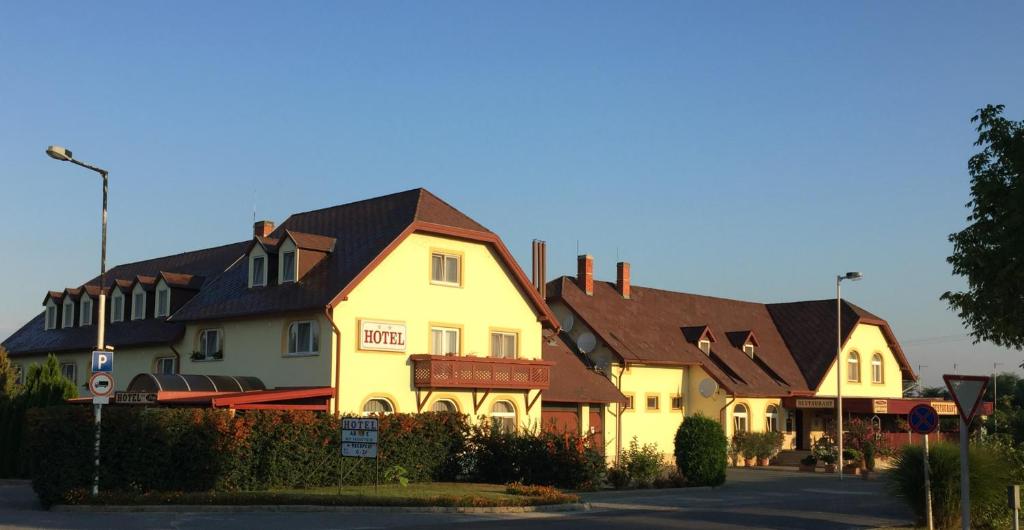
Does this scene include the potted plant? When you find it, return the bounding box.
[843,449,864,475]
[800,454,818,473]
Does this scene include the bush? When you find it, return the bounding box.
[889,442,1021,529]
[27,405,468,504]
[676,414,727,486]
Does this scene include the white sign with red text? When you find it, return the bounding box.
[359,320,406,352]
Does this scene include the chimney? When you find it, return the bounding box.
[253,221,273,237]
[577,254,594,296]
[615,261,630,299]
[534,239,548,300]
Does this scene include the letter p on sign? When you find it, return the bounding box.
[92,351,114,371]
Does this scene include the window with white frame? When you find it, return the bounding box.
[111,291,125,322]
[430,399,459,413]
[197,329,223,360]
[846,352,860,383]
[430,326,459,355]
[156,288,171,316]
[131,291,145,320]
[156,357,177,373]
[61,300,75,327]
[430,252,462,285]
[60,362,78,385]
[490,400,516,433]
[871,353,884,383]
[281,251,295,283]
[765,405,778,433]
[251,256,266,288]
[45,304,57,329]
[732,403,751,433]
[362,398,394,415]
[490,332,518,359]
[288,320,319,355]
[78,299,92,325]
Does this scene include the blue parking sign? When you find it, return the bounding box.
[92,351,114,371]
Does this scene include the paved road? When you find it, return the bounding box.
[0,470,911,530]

→ **TASK DIRECTIONS**: Shift every bounding box coordinate in the data above by adding 148 to each number, then write out all the lines again, including the lines that ask for boxes. Leave out the pictures.

→ **TASK OUTPUT**:
Does this scene include the potted plant? When you find it, return the bounding box.
[991,597,1012,623]
[948,602,966,621]
Does this scene include the bush? When you find it, return the bounding box.
[1037,590,1169,677]
[175,553,616,652]
[824,562,875,634]
Does this scene include the white sign with red text? When you find it, return the bounding box.
[507,468,554,500]
Does this scene include the chimney? When you find it, return the bounding box.
[401,369,421,385]
[725,402,742,444]
[763,409,778,447]
[682,387,696,448]
Does this scene include the letter p on sign? When you find it, return the bounding box.
[240,499,262,519]
Does this scene include the window with white frame? When you find it, return the bounding box.
[259,439,273,470]
[578,547,607,561]
[345,477,371,508]
[994,500,1008,531]
[578,474,607,503]
[304,436,319,464]
[279,439,293,468]
[304,505,325,521]
[209,448,223,475]
[578,400,610,433]
[208,510,226,533]
[638,548,664,581]
[1019,501,1032,531]
[429,399,443,431]
[913,553,926,581]
[399,404,414,436]
[193,452,205,477]
[880,551,899,581]
[510,546,542,563]
[638,480,666,507]
[436,468,467,503]
[226,447,240,473]
Does this scene include the blue parking sign? When you find it, return the bounding box.
[240,499,262,519]
Does this scene include the paved road? When you find it, return the bounding box.
[148,618,1059,678]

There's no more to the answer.